(ABOUT THIS TASK)
Could the data below be retyped exactly, without its pictures?

▬▬▬

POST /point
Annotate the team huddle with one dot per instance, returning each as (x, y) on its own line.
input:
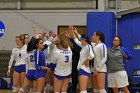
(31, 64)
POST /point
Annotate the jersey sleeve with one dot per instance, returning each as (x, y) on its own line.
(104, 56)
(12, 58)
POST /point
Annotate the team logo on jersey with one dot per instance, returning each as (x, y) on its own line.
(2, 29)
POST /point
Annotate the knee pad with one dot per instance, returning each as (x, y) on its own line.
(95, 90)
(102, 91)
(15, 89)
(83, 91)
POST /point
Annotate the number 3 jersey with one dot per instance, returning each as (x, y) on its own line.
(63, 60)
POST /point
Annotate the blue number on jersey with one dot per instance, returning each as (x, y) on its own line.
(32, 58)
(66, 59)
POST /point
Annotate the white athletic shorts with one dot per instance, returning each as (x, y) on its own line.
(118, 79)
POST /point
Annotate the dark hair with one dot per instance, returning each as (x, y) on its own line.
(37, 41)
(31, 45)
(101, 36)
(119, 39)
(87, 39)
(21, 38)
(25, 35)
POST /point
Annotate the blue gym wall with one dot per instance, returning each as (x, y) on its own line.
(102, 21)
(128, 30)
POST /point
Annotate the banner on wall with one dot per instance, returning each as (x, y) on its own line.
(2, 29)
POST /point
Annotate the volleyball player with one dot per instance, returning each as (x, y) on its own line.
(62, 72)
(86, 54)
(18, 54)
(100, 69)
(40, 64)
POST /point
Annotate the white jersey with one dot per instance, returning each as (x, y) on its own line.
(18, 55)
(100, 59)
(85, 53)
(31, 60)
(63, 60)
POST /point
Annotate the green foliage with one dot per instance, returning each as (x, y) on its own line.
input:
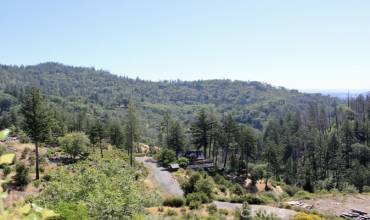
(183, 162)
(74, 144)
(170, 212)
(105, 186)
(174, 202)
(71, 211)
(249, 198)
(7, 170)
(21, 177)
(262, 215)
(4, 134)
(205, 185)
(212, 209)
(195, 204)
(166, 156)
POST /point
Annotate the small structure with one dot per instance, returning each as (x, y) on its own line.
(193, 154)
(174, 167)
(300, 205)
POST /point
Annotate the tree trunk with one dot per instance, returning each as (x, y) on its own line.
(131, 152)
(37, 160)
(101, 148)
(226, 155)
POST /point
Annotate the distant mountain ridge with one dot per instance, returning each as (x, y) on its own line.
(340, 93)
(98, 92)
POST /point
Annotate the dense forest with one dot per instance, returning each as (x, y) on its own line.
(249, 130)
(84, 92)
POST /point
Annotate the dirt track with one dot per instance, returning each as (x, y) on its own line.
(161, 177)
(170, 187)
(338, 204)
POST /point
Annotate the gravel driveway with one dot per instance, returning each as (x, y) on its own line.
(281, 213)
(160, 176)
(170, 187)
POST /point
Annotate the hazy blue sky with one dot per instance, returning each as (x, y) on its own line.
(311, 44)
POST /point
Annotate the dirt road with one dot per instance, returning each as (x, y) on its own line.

▬▬▬

(ANSWER TO THIS PROBLEM)
POST /point
Annotate the team huddle with one dot per instance, returning each as (x, y) on its own line.
input:
(31, 64)
POST /point
Annotate the jersey sleeve with one dot per instance, returning each as (x, y) on its own line.
(104, 56)
(12, 58)
POST /point
Annotate the team logo on jersey with one dot per instance, returning each as (x, y) on its own line.
(2, 29)
POST /point
Annotate the knee pad with one dot per instance, returning each as (x, y) on its own line.
(95, 90)
(102, 91)
(15, 89)
(83, 91)
POST /point
Annotate the number 3 jersey with one dot per instance, returning each as (x, y) on its own line.
(63, 60)
POST /point
Annotate the blue number on jersey with one dot per instance, returning each as (x, y) on its own line.
(32, 58)
(66, 59)
POST /point
Annotate the white athletic shorts with one dot per instance, returning each as (x, y) on its own line.
(118, 79)
POST /point
Annotate the dark hair with one dot per instance, returning each as (x, y) on its own line.
(37, 41)
(31, 45)
(101, 36)
(119, 39)
(87, 39)
(21, 38)
(25, 35)
POST /point
Annotate the blue gym wall with one dot per instance, returning each as (x, y) on its own line.
(102, 21)
(128, 30)
POST /point
Annotate the banner on wall with one dot per instance, returning each as (x, y) on its own line.
(2, 29)
POST /point
Annotate the volleyball player with one dot per instance, returning each as (x, y) on its own line.
(62, 72)
(86, 54)
(18, 54)
(100, 69)
(40, 64)
POST /point
Annotate the white jersey with one dot per instance, returning each as (x, y) on its own line.
(18, 55)
(100, 59)
(85, 53)
(31, 60)
(63, 60)
POST /point
Annotate the green foliage with one dot per instance, returning each as (x, y) on its own line.
input:
(183, 162)
(74, 144)
(170, 212)
(105, 186)
(174, 202)
(71, 211)
(249, 198)
(7, 170)
(21, 177)
(262, 215)
(4, 134)
(205, 185)
(212, 209)
(195, 204)
(166, 156)
POST /point
Annotate the small structure with one dot per instance, returning each as (x, y) on its own line.
(193, 154)
(174, 167)
(300, 205)
POST /point
Annotate the tree trunk with one dot per instance, returning each as (x, y) on its own line.
(131, 152)
(37, 160)
(101, 148)
(226, 155)
POST /point
Annotate the distant mountain ridge with one dot per instance, returning each as (x, y) on its own line.
(340, 93)
(98, 92)
POST /point
Annotate the dense forest with one dot per instance, returning each as (x, y) on its own line.
(249, 130)
(84, 92)
POST /point
Annotate the dirt track with one dot per instance, returning each as (x, y) on its own line.
(161, 177)
(170, 187)
(338, 204)
POST /point
Annotate the gravel driveway with one dot per instance, returning each as (x, y) on its own line.
(281, 213)
(160, 176)
(170, 187)
POST /point
Annotate the hazy blue sky with one dot per instance, returning each as (x, y) on its own line.
(311, 44)
POST /point
Annotate the dirt road with one dot per instance, returning each as (x, y) on its own line.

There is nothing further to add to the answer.